▸ GOAL:
Rewrite the material below with "Traffic camera" replaced by "Security camera" everywhere it occurs, keeping every other line and character unchanged.

▽

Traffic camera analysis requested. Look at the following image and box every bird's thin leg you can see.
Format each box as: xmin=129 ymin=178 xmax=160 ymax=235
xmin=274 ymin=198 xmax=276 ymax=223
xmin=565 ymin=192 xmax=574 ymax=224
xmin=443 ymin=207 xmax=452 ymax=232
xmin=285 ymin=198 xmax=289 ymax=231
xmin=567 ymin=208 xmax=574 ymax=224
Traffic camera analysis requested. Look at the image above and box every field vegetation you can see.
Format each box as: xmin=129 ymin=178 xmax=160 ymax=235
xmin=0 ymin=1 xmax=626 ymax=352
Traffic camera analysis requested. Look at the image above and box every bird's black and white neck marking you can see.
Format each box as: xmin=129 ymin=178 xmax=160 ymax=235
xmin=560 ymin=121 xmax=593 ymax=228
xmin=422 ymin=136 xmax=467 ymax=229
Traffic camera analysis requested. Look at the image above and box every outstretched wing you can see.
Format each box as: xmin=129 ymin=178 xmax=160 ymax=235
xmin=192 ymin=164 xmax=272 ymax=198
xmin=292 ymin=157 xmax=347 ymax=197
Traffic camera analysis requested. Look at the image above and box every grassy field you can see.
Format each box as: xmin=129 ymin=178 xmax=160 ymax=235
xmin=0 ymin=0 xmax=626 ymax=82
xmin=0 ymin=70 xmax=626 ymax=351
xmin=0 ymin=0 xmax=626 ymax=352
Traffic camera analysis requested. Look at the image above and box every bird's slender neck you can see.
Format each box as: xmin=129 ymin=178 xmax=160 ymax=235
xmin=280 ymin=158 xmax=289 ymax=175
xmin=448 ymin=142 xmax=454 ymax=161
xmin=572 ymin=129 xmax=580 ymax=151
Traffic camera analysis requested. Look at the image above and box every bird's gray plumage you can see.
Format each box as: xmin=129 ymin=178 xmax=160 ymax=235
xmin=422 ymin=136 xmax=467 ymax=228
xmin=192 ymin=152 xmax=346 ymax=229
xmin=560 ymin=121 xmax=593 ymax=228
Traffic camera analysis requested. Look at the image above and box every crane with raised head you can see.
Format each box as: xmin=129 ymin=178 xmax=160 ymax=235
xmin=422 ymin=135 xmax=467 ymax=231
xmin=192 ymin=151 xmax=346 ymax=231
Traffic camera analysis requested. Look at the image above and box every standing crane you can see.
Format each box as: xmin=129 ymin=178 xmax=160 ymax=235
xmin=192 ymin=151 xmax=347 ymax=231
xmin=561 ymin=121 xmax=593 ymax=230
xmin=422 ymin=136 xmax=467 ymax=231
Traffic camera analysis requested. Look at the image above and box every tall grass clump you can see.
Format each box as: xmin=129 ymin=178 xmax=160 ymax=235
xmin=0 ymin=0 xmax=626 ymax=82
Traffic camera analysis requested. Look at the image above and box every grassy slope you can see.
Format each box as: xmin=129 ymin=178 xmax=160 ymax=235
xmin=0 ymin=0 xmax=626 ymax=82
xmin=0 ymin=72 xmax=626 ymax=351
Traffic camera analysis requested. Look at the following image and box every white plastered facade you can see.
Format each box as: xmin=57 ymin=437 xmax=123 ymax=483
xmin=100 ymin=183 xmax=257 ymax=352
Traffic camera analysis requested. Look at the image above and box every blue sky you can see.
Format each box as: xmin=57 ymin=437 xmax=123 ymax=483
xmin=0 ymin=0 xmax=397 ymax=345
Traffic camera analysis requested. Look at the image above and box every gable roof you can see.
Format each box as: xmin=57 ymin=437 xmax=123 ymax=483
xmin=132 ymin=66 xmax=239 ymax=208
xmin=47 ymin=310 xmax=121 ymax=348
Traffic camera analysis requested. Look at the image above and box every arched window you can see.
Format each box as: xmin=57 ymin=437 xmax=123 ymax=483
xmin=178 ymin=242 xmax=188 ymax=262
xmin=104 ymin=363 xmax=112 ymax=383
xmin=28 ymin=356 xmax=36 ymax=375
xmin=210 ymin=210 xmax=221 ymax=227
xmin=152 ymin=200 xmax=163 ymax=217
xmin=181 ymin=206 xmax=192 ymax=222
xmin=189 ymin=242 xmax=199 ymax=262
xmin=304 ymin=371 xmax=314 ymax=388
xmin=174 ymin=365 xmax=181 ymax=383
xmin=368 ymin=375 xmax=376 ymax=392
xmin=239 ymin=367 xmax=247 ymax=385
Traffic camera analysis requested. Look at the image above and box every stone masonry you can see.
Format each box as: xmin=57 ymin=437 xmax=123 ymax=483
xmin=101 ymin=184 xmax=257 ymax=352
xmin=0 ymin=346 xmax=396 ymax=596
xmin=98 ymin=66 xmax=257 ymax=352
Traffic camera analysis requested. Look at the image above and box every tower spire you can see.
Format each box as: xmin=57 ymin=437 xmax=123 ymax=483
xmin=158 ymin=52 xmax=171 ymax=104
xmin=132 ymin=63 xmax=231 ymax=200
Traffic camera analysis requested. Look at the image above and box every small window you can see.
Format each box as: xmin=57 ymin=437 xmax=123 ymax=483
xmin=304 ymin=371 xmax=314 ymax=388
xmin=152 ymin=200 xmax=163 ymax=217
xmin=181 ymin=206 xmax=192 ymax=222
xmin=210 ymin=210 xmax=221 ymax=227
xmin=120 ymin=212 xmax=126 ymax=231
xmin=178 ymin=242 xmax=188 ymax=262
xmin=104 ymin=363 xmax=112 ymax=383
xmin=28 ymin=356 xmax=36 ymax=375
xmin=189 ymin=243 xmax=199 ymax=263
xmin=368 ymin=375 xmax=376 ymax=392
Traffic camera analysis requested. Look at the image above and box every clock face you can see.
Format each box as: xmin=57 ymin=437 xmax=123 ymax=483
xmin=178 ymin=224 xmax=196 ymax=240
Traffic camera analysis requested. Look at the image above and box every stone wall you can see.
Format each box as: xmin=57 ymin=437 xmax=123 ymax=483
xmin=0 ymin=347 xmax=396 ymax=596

△

▸ REPLY:
Security camera analysis requested. Look at the following image and box every bird's thin leg you can see.
Format each box as: xmin=129 ymin=178 xmax=160 ymax=235
xmin=274 ymin=198 xmax=276 ymax=223
xmin=565 ymin=192 xmax=574 ymax=224
xmin=443 ymin=207 xmax=452 ymax=232
xmin=285 ymin=198 xmax=289 ymax=231
xmin=567 ymin=208 xmax=574 ymax=224
Security camera analysis requested. Look at the image above and box every field vegetation you can see.
Format each box as: xmin=129 ymin=178 xmax=160 ymax=235
xmin=0 ymin=1 xmax=626 ymax=352
Security camera analysis requested. Look at the image above and box every bird's black and white neck marking you can see.
Format each box as: xmin=129 ymin=178 xmax=160 ymax=235
xmin=560 ymin=121 xmax=593 ymax=228
xmin=422 ymin=136 xmax=467 ymax=229
Security camera analysis requested. Look at the image above and box every outstretched wing you can see.
Format each box as: xmin=129 ymin=178 xmax=160 ymax=235
xmin=192 ymin=164 xmax=272 ymax=198
xmin=292 ymin=157 xmax=347 ymax=197
Security camera analysis requested. Look at the image above and box every grassy field you can see.
Format each box as: xmin=129 ymin=178 xmax=160 ymax=235
xmin=0 ymin=0 xmax=626 ymax=82
xmin=0 ymin=70 xmax=626 ymax=351
xmin=0 ymin=0 xmax=626 ymax=352
Security camera analysis requested. Look at the image above and box every bird's slender neck you can see.
Format each box as: xmin=129 ymin=178 xmax=160 ymax=235
xmin=280 ymin=158 xmax=289 ymax=175
xmin=448 ymin=142 xmax=454 ymax=161
xmin=572 ymin=129 xmax=580 ymax=151
Security camera analysis requested. Look at the image above and box every bird's gray plumage you can see.
Format each box as: xmin=129 ymin=178 xmax=160 ymax=235
xmin=422 ymin=136 xmax=467 ymax=228
xmin=192 ymin=152 xmax=346 ymax=229
xmin=560 ymin=121 xmax=593 ymax=228
Security camera analysis requested. Look at the image above and box every crane with raised head you can see.
Format each box as: xmin=129 ymin=178 xmax=160 ymax=235
xmin=422 ymin=135 xmax=467 ymax=231
xmin=192 ymin=151 xmax=346 ymax=231
Security camera analysis requested. Look at the image above and box every standing crane you can see.
Format each box as: xmin=129 ymin=178 xmax=160 ymax=235
xmin=192 ymin=151 xmax=347 ymax=231
xmin=561 ymin=121 xmax=593 ymax=230
xmin=422 ymin=136 xmax=467 ymax=231
Security camera analysis requested. Look at the image above and box every tall grass clump you can see.
Format each box as: xmin=129 ymin=178 xmax=160 ymax=235
xmin=0 ymin=0 xmax=626 ymax=82
Security camera analysis requested. Look at the image above and box every grassy slope you can see.
Format each box as: xmin=129 ymin=178 xmax=160 ymax=235
xmin=0 ymin=0 xmax=626 ymax=82
xmin=0 ymin=72 xmax=626 ymax=351
Security camera analysis requested. Look at the following image and box every white plastered facade you can see.
Format each box as: xmin=57 ymin=437 xmax=123 ymax=483
xmin=100 ymin=183 xmax=257 ymax=352
Security camera analysis requested. Look at the image above and box every blue sky you can see.
Format each box as: xmin=57 ymin=437 xmax=123 ymax=483
xmin=0 ymin=0 xmax=397 ymax=345
Security camera analysis requested. Look at the image above and box every gable roof you can see.
Format each box as: xmin=57 ymin=437 xmax=123 ymax=483
xmin=132 ymin=66 xmax=239 ymax=208
xmin=47 ymin=310 xmax=121 ymax=348
Security camera analysis requested. Look at the image above and box every arched window you can see.
Format each box as: xmin=57 ymin=437 xmax=123 ymax=483
xmin=178 ymin=242 xmax=188 ymax=262
xmin=104 ymin=363 xmax=112 ymax=383
xmin=28 ymin=356 xmax=36 ymax=375
xmin=210 ymin=210 xmax=221 ymax=227
xmin=152 ymin=200 xmax=163 ymax=217
xmin=181 ymin=206 xmax=192 ymax=222
xmin=189 ymin=242 xmax=199 ymax=262
xmin=304 ymin=371 xmax=314 ymax=388
xmin=174 ymin=365 xmax=181 ymax=383
xmin=368 ymin=375 xmax=376 ymax=392
xmin=239 ymin=367 xmax=247 ymax=385
Security camera analysis requested. Look at the image above and box every stone masonry you can see.
Format each box as: xmin=57 ymin=437 xmax=123 ymax=483
xmin=101 ymin=184 xmax=257 ymax=352
xmin=0 ymin=346 xmax=396 ymax=596
xmin=98 ymin=66 xmax=257 ymax=352
Security camera analysis requested. Look at the image above and box every tower spire you can see.
Format each box as: xmin=57 ymin=437 xmax=123 ymax=483
xmin=158 ymin=52 xmax=171 ymax=104
xmin=132 ymin=63 xmax=231 ymax=200
Security camera analysis requested. Look at the image above and box every small window you can see.
Format each box as: xmin=57 ymin=437 xmax=123 ymax=483
xmin=304 ymin=371 xmax=314 ymax=388
xmin=152 ymin=200 xmax=163 ymax=217
xmin=181 ymin=206 xmax=192 ymax=222
xmin=210 ymin=210 xmax=221 ymax=227
xmin=120 ymin=212 xmax=126 ymax=231
xmin=178 ymin=242 xmax=188 ymax=262
xmin=104 ymin=363 xmax=112 ymax=383
xmin=28 ymin=356 xmax=36 ymax=375
xmin=189 ymin=243 xmax=199 ymax=263
xmin=368 ymin=375 xmax=376 ymax=392
Security camera analysis requested. Look at the image above and box every clock face you can see.
Format each box as: xmin=57 ymin=437 xmax=123 ymax=483
xmin=178 ymin=224 xmax=196 ymax=240
Security camera analysis requested. Look at the image above and box every stone wall you can see.
Format each box as: xmin=57 ymin=437 xmax=123 ymax=483
xmin=0 ymin=347 xmax=396 ymax=596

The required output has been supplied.